What is needed: Copy all of the records exactly.

Records:
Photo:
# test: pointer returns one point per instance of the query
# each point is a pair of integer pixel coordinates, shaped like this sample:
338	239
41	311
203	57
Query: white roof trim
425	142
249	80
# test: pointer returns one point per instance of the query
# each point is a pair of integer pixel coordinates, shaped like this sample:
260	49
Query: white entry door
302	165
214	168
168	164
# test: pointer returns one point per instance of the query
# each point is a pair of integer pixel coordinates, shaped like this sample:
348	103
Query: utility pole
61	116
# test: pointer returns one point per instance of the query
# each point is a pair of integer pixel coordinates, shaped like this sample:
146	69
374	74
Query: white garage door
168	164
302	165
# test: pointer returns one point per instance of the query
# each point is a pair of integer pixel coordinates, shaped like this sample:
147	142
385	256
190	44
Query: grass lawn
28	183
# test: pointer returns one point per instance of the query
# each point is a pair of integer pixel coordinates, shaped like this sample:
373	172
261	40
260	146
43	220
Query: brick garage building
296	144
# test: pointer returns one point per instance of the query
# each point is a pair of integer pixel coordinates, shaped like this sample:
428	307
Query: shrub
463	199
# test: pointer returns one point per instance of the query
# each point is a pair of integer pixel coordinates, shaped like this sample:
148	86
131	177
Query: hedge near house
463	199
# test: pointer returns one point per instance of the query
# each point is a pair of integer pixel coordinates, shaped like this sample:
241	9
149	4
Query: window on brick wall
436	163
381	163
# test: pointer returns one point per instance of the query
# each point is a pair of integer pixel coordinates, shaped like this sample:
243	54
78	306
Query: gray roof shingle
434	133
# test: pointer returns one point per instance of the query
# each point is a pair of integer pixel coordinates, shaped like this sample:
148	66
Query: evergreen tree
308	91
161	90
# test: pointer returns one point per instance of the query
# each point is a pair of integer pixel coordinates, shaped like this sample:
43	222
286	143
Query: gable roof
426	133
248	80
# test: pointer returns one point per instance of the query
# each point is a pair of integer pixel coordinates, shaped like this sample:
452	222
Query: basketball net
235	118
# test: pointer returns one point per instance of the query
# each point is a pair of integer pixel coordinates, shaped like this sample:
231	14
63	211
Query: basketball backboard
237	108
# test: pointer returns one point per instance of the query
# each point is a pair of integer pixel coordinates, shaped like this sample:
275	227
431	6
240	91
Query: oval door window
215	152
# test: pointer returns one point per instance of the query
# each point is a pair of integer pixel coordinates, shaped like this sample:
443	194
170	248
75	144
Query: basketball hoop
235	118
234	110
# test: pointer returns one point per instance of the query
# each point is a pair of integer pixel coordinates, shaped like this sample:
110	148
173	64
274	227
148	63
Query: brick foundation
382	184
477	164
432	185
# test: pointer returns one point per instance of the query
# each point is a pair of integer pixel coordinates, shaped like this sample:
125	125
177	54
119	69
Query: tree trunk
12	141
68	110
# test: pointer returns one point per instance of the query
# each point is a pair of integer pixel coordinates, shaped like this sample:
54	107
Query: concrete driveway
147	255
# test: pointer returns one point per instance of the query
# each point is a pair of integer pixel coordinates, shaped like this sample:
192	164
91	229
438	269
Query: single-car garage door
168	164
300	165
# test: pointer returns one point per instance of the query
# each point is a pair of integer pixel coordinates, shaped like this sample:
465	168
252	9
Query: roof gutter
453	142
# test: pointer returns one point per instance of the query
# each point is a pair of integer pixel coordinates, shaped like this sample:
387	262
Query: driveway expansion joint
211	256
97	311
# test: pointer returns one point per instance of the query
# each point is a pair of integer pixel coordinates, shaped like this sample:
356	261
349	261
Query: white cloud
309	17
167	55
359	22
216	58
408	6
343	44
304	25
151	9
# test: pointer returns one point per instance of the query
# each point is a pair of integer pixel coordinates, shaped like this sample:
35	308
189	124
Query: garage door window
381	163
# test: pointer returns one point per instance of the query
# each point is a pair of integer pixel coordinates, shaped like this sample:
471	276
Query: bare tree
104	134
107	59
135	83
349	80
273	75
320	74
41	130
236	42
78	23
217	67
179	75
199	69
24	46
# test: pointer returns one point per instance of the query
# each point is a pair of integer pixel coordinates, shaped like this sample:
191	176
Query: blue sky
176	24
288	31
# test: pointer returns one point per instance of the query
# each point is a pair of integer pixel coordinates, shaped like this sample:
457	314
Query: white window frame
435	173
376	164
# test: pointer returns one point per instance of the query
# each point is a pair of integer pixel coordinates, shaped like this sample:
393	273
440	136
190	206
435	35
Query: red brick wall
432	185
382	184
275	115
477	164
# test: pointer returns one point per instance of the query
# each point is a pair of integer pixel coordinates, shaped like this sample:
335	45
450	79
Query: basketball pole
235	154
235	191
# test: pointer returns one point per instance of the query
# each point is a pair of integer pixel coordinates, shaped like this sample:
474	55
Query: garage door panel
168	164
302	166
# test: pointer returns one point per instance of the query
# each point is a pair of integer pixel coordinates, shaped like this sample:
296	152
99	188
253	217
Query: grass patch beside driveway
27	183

Response:
Photo:
# test: pointer returns one point per instance of the query
# each point is a pair of integer pixel coordinates, shaped like this sample:
338	239
41	311
203	57
Query: white roof trim
425	142
249	80
# test: pointer returns one point per instance of the query
# each point is a pair of integer pixel coordinates, shaped like this sample:
260	49
Query: white entry door
302	165
214	168
168	164
# test: pointer returns one point per instance of the query
# each point is a pair of integer pixel coordinates, shaped like this sample:
348	103
Query: utility pole
61	116
# test: pointer returns one point per instance of the query
# each point is a pair of integer pixel coordinates, shaped like this sample:
146	69
374	74
Query: white garage door
168	164
302	165
# test: pointer returns one point per instance of the query
# each point is a pair of integer pixel coordinates, shaped like this sample:
147	142
385	256
190	44
Query: grass lawn
28	183
# test: pointer returns one point per instance of the query
# each point is a pair of integer pixel coordinates, shaped like this sample:
373	172
261	40
260	146
43	220
Query: brick garage building
296	144
# test: pointer returns one point per instance of the query
# each point is a pair of integer pixel coordinates, shaped like this sample:
428	307
Query: shrub
463	199
# test: pointer returns one point per instance of the query
# each point is a pair of integer pixel coordinates, shaped like this sample:
148	86
131	177
Query: hedge near house
463	199
# test: pointer returns one point per instance of the query
# each point is a pair of integer pixel coordinates, shaped like this sample:
241	9
149	4
Query: window on brick wall
436	163
381	163
# test: pointer returns one point per instance of the query
# each point is a pair of integer pixel coordinates, shaped like this sample:
243	54
78	306
Query: gray roof shingle
434	133
# test: pointer returns one point per instance of the query
# each point is a pair of integer pixel coordinates, shaped like this sample:
148	66
Query: evergreen tree
308	91
161	90
# test: pointer returns one point per instance of the query
# each point is a pair of integer pixel coordinates, shaped like this sample:
43	222
286	143
Query: gable roof
426	133
248	80
# test: pointer returns one point per instance of the query
# each point is a pair of integer pixel coordinates, shaped like this sample:
452	222
Query: basketball net
235	118
# test: pointer returns one point per instance of the query
# each point is a pair of integer pixel coordinates, shaped like this sample:
231	14
63	211
Query: basketball backboard
237	108
# test: pointer returns one point per instance of the query
# each point is a pair of integer pixel coordinates, shaped like this sample:
275	227
431	6
240	91
Query: oval door window
215	152
# test: pointer returns one point per instance of the query
# each point is a pair of integer pixel coordinates, shaped like this sample:
443	194
170	248
75	144
Query: basketball hoop
235	118
234	110
# test: pointer returns one point per instance of the query
# each point is a pair of integer pixel coordinates, shaped like this sample:
110	148
173	64
274	227
148	63
Query: brick foundation
382	184
477	164
432	185
# test: pointer returns one point per instance of the query
# each point is a pair of integer pixel coordinates, shaped like this sample:
125	125
177	54
119	69
Query: tree trunk
12	141
68	110
# test: pointer returns one point per instance of the query
# each point is a pair of integer pixel coordinates, shaped like this sample:
54	107
Query: concrete driveway
147	255
# test: pointer returns one point per instance of the query
# each point is a pair of integer pixel coordinates, shaped like this sample:
192	164
91	229
438	269
Query: single-car garage door
168	164
300	165
# test: pointer returns one point per instance of the query
# each point is a pair of integer pixel coordinates, shaped like this sample:
465	168
252	9
Query: roof gutter
453	142
# test: pointer returns one point per instance of the query
# each point is a pair of integer pixel coordinates, shaped like this sample:
387	262
Query: driveway expansion joint
211	256
97	311
# test: pointer returns one point per instance of the query
# each point is a pair of integer pixel coordinates, shaped like this sample:
356	261
349	261
Query: white cloud
309	17
167	55
359	22
216	58
408	6
343	44
304	25
151	9
# test: pointer returns one point per instance of the query
# each point is a pair of integer pixel coordinates, shaped like this sample:
35	308
189	124
Query: garage door window
381	163
# test: pointer returns one point per instance of the query
# each point is a pair of integer pixel coordinates, shaped like this sample:
471	276
Query: bare tree
104	134
107	59
135	83
349	80
273	75
320	74
41	130
236	42
78	23
217	67
179	75
199	69
24	46
# test: pointer returns one point per instance of the query
# each point is a pair of integer pixel coordinates, shaped like this sample:
191	176
Query: blue sky
176	24
288	31
# test: pointer returns one point per instance of the query
# each point is a pair of integer pixel coordinates, shaped like this sample:
457	314
Query: white window frame
435	173
376	164
# test: pointer returns one point per instance of the query
# each point is a pair of integer pixel coordinates, shaped like this sample:
393	273
440	136
190	206
435	35
Query: red brick wall
432	185
382	184
275	115
477	164
# test: pointer returns one point per instance of the query
# each point is a pair of integer pixel coordinates, shaped like this sample:
335	45
450	79
Query: basketball pole
235	154
235	191
# test: pointer returns one point per instance of the query
# each point is a pair of integer pixel coordinates, shaped like this sample:
474	55
Query: garage door panel
168	164
302	166
# test: pointer returns one point per instance of the query
# each point is a pair of integer pixel coordinates, shaped like this sample:
296	152
99	188
253	217
Query: grass patch beside driveway
27	183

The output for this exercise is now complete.